= Your task =
Count the lines in the entries below that include the word "this". Give nothing but the number.

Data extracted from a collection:

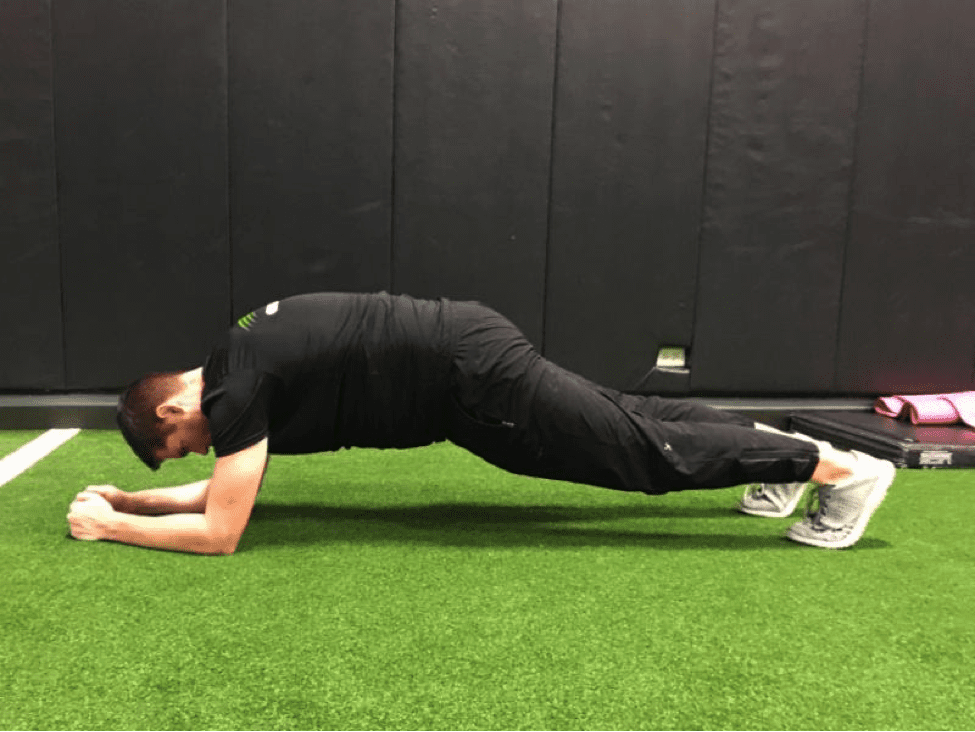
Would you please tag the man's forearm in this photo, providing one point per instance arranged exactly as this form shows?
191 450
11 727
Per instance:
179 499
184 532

* * *

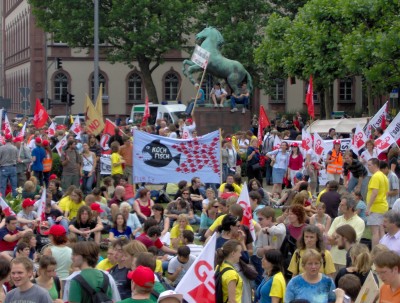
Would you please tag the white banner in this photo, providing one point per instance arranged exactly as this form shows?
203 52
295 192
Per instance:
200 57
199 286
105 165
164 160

= Result =
2